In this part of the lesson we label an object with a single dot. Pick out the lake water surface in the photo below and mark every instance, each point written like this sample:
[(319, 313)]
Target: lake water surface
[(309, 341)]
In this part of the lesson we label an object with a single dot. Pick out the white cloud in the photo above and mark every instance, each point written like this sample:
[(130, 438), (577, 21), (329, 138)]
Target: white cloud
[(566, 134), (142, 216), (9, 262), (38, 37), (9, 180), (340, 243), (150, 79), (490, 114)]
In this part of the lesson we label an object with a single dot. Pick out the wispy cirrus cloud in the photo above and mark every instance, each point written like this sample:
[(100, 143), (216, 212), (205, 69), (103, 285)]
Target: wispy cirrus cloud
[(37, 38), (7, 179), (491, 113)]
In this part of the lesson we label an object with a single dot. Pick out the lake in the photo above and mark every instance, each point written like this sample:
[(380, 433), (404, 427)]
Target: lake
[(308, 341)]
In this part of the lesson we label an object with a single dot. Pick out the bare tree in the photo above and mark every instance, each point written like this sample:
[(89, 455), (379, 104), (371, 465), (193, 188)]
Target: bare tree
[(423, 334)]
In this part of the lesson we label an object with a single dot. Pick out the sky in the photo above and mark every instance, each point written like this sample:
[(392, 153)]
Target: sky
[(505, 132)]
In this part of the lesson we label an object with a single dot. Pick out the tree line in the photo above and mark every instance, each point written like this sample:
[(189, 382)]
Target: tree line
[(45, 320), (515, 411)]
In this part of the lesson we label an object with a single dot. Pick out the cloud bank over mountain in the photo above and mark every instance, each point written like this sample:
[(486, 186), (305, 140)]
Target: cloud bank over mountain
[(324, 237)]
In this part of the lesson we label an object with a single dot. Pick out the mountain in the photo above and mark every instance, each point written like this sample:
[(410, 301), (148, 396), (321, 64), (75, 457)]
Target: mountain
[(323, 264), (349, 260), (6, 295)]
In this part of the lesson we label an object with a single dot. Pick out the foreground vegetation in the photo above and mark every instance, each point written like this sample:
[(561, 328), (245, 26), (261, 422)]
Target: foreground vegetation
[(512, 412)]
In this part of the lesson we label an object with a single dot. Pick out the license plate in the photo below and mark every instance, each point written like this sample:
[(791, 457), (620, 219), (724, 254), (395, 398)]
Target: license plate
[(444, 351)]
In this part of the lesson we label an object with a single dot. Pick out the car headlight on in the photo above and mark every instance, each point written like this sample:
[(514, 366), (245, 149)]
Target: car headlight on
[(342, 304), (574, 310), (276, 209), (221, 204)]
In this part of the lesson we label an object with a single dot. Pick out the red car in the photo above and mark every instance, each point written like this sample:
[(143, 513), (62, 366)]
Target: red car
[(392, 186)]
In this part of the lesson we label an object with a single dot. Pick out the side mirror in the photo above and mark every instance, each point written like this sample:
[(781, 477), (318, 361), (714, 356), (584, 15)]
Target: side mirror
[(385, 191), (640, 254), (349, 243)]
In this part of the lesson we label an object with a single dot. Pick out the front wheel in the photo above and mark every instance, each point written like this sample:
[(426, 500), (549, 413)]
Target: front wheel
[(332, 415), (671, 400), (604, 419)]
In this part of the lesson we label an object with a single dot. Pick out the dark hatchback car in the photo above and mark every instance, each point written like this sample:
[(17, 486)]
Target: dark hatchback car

◆ Written task: Starting at the line that contains "out the mountain" and continuing to the end of the items, rewrite those lines with "single dot" changed to "single point" and everything else unchanged.

◆ Output of the task:
In this part of the lesson we label an object with a single point. Pick out the mountain in the photo above and mark every instance, each point written like this sample:
[(410, 301), (148, 396), (321, 64), (75, 457)]
Target: mountain
[(323, 264), (349, 260), (6, 295)]
In this part of the lesson we label an object with a single point. Pick out the foreground vegetation in the photo above and mark every instance, each point written like this sample:
[(561, 328), (245, 26), (261, 422)]
Target: foreground vegetation
[(512, 412)]
In this part of the lesson we label an object with a single point. Pick out the license plate in the photo below and mark every instance, each point written like this sample:
[(791, 457), (620, 219), (724, 254), (395, 398)]
Target: license plate
[(444, 351)]
In this part of the lesson we label an object with a single point. Pick out the car headlight on in the photo above and mark every instance, each point written like this sample:
[(514, 366), (245, 149)]
Target: car headlight on
[(342, 304), (574, 310), (276, 209), (221, 204)]
In this part of the lesson we label an object with a single point. Pick out the red car in the photo above and mark every instance, each point written like this sample:
[(143, 513), (62, 366)]
Target: red car
[(392, 186)]
In this part of the lesson we label an object with a single point. Pick out the side mirror in the photo above and mark every instance, each point written like this sample:
[(781, 477), (318, 361), (714, 356), (584, 15)]
Target: side mirror
[(385, 191), (640, 254), (349, 243)]
In this part of the lesson we label an object with a single point. Pick out the front wheel in the photo above and mark every instance, each point written like this sample:
[(426, 500), (549, 413)]
Target: front wheel
[(332, 415), (671, 400), (604, 419)]
In this part of the lesson we label an object with a single point. Pick out the dark hatchback car in the photo above and mark every instance, each point written like this sample:
[(17, 486)]
Target: dark hatchback car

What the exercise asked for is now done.